Yang Ditanyakan >>
Dalam artikel tentang Abu Bakar Ba'asyir, ke penjara mana ia dipindahkan setelah menjalani hukuman di Lapas Nusakambangan?

Kutipan Sumber >>
_____

Memahami Ustad Abu Bakar Ba'asyir

Minggu, 4 Maret 2018 | 06:21 WIB
0
1235
Memahami Ustad Abu Bakar Ba'asyir

Ustad Abu Bakar Ba’asyir divonis 15 tahun oleh majelis hakim Pengadilan Negeri Jakarta Selatan pada tahun 2011 karena dinilai telah terbukti merencanakan dan menggerakkan pelatihan militer bersama Dulmatin atau Yahya alias Joko Pitono.

Setelah dijatuhi vonis, ustad Abu Bakar Ba’asyir menjalani hukuman di Lapas Nusakambangan. Di Lapas ini ia sering dikunjungi oleh keluarga dan sahabat atau para jamaahnya. Karena lagi ramai-ramainya ISIS dan takut ustad Abu Bakar Ba’asyir dijadikan rujukan atas fatwa-fatwanya, maka ia dipindahkan di penjara Gunung Sindur, Bogor, yang sangat super maksimum keamananya dan tidak bisa bebas bertemu dengan siapapun juga, kecuali keluarganya.

_____

Cuplikan Data >>
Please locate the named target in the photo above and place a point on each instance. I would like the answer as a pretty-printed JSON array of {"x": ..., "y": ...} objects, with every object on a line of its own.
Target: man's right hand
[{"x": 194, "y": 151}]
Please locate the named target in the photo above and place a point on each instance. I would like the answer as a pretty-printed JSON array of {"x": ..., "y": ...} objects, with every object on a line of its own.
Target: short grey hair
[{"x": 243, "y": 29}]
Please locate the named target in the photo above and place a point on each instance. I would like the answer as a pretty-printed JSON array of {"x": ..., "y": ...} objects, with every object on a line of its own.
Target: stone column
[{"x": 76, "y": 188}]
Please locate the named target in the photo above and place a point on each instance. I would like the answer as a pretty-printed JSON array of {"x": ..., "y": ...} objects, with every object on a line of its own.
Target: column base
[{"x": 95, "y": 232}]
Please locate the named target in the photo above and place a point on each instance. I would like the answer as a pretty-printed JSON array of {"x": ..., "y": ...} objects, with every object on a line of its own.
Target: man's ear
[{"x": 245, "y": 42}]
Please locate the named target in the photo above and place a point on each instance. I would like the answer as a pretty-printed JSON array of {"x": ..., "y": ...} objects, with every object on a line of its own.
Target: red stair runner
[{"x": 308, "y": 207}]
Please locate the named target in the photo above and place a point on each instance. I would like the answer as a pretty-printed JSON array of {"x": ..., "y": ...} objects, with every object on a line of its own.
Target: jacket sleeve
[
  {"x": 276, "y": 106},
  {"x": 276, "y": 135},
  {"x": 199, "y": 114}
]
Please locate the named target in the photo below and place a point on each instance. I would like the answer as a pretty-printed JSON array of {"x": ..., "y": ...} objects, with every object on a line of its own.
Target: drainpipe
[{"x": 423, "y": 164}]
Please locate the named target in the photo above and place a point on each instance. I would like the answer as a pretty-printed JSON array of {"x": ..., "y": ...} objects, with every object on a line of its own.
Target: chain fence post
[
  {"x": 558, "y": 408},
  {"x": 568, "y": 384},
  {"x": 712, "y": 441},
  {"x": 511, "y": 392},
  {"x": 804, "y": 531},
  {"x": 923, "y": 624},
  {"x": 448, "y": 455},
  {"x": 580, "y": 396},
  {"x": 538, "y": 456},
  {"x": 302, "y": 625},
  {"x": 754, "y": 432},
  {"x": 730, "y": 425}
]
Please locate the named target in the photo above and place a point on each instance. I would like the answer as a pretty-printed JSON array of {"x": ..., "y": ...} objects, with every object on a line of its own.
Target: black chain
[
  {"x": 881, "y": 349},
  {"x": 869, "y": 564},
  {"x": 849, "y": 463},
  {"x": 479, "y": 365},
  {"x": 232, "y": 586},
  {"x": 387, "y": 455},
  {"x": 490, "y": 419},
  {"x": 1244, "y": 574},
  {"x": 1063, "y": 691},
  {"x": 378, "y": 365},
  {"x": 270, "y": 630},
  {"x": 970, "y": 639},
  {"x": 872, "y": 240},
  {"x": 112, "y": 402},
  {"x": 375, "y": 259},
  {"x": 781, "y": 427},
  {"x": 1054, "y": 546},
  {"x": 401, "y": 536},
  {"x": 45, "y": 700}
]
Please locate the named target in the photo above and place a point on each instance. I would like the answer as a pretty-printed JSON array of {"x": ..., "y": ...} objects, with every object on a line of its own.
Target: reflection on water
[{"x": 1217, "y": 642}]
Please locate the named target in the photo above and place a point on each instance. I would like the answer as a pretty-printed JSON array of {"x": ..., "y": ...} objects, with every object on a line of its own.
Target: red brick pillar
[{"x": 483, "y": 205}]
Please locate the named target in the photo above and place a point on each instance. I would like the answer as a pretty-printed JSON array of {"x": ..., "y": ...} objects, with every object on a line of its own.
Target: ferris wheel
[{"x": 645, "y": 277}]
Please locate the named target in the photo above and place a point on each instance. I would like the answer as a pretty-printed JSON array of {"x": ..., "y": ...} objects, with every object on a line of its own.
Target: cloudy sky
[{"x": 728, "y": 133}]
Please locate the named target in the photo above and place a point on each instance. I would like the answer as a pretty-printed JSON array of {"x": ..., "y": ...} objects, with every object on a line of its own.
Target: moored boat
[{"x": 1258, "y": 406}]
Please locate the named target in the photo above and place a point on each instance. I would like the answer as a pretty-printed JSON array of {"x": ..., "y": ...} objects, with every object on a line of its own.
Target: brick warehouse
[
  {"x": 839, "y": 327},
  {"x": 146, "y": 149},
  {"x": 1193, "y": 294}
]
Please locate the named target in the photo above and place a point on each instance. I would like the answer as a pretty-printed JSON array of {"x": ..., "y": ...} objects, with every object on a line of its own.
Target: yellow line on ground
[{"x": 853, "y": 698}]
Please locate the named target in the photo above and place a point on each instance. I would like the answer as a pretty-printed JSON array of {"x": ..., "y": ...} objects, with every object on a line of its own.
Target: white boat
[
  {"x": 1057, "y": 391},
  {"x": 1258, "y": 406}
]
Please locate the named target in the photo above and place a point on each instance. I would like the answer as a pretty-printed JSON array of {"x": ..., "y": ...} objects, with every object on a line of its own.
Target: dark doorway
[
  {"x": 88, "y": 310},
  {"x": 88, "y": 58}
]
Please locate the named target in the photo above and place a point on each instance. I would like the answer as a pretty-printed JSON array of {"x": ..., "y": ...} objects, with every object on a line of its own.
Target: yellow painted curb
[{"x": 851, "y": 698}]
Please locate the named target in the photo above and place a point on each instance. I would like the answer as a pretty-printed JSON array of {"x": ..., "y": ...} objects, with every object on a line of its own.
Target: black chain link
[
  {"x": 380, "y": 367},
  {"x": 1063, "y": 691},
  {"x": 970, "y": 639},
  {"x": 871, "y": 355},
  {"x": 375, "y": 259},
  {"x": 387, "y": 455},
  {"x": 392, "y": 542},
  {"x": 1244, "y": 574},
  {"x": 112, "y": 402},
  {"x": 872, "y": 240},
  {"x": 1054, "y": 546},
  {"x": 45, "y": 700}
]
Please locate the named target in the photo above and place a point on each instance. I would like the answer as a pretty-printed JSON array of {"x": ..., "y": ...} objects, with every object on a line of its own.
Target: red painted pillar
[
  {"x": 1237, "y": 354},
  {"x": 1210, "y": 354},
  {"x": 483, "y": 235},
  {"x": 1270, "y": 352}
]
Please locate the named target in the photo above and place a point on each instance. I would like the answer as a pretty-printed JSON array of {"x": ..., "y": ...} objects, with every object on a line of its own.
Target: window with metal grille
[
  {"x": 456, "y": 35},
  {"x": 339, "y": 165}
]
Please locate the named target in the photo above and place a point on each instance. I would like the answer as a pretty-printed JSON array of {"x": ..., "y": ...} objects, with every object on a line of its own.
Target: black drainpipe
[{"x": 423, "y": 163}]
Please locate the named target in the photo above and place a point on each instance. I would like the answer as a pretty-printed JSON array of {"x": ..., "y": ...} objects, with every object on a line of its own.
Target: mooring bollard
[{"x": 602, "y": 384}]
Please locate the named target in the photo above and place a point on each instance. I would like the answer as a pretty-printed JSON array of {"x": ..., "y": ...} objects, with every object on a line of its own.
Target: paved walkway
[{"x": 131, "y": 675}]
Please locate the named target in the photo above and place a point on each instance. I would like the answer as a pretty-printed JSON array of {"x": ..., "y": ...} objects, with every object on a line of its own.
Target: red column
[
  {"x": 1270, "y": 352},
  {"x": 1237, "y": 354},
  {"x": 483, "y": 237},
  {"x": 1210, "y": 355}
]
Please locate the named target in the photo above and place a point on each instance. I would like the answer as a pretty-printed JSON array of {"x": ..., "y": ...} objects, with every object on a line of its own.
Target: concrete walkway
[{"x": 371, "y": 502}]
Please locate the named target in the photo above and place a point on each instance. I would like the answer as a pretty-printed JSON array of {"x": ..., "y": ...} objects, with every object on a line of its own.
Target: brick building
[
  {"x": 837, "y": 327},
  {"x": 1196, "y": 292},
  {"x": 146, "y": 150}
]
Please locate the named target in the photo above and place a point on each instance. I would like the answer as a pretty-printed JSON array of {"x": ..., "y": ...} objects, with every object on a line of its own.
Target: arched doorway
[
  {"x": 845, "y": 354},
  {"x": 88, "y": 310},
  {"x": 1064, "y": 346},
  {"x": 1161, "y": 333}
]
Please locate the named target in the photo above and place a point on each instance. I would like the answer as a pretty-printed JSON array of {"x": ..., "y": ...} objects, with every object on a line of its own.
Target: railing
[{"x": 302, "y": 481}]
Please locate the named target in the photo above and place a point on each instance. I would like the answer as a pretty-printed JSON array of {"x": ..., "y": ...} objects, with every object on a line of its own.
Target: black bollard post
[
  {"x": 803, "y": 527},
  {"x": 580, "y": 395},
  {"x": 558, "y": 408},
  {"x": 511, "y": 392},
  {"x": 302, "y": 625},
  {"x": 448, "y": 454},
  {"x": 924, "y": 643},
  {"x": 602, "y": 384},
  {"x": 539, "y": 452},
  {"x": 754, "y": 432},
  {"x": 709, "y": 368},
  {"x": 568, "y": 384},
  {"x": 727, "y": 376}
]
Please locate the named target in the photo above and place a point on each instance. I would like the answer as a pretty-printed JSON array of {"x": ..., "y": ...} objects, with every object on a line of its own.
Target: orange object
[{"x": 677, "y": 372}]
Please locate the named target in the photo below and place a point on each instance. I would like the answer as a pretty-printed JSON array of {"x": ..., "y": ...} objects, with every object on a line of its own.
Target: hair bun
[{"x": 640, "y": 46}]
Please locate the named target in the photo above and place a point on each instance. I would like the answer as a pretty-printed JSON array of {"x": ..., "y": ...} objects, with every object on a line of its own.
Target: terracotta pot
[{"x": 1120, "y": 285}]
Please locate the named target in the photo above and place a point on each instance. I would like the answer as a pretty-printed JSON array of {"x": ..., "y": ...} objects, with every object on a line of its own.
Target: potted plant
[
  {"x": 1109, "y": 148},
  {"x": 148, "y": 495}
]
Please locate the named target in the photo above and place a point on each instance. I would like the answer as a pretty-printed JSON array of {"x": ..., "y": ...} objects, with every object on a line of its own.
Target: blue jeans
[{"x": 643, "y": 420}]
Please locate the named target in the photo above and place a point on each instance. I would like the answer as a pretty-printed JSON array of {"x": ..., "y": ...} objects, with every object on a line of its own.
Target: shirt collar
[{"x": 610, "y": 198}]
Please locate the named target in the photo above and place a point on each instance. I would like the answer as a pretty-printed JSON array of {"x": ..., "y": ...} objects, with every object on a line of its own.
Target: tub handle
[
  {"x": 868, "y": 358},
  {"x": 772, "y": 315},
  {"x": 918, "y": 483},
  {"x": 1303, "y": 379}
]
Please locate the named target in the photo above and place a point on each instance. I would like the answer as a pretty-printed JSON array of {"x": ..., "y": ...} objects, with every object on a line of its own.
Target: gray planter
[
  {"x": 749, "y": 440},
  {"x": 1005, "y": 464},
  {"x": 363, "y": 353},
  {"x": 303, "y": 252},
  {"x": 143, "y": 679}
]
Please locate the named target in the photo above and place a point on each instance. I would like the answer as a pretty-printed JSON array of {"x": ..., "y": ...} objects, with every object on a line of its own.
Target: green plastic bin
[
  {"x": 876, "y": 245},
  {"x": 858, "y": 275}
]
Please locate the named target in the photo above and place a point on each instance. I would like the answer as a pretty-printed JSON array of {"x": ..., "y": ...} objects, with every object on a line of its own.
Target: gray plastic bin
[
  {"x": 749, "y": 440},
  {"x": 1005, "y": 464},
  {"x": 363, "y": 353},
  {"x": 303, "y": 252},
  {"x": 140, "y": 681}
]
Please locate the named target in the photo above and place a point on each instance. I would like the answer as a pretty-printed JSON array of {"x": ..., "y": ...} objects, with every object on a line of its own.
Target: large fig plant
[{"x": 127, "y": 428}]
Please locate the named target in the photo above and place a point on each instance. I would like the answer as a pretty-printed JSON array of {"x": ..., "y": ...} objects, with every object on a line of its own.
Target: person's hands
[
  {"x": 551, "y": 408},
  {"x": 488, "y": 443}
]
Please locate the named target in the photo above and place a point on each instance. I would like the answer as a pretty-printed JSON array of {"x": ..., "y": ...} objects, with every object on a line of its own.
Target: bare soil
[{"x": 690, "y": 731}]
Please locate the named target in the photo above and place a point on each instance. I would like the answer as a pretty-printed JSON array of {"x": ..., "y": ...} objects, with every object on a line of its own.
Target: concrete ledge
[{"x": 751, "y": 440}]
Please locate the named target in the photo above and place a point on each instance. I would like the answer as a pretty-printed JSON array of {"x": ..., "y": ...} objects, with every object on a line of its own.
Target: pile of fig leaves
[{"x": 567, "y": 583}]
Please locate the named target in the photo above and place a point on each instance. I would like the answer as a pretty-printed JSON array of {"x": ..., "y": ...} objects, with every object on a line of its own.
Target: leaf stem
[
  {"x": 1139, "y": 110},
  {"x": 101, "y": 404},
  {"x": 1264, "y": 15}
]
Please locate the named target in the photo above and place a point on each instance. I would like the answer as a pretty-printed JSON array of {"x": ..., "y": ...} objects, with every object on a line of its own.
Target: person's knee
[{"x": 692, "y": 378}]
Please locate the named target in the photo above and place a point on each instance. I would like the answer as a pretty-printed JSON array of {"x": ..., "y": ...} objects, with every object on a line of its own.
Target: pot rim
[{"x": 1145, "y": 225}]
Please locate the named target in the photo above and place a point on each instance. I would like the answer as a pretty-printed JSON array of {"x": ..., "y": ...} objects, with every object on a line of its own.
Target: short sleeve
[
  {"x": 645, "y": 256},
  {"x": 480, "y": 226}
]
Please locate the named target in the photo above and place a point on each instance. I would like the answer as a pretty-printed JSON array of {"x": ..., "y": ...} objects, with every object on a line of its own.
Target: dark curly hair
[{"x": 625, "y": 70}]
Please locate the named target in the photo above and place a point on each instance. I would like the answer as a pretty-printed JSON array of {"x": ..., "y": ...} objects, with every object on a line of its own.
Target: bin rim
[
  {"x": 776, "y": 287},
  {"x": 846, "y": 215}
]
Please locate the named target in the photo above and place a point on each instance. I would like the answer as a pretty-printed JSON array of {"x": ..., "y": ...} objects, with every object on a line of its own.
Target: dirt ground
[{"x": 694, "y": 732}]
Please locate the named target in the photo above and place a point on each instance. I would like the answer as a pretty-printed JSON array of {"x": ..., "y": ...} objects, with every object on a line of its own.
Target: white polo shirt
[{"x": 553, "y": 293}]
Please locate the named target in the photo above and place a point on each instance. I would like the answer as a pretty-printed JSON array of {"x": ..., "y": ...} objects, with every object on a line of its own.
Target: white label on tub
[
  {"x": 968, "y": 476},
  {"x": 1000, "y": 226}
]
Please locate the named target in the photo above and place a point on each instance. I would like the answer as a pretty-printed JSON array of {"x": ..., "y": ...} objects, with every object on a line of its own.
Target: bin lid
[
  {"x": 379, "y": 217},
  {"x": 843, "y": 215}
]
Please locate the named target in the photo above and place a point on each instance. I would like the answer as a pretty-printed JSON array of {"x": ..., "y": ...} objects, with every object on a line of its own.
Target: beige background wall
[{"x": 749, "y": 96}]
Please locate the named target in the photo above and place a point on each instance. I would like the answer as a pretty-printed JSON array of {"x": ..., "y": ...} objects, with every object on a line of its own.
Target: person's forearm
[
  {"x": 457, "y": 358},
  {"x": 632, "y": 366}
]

_____

Jawaban Latihan >>
Ke penjara Gunung Sindur, Bogor.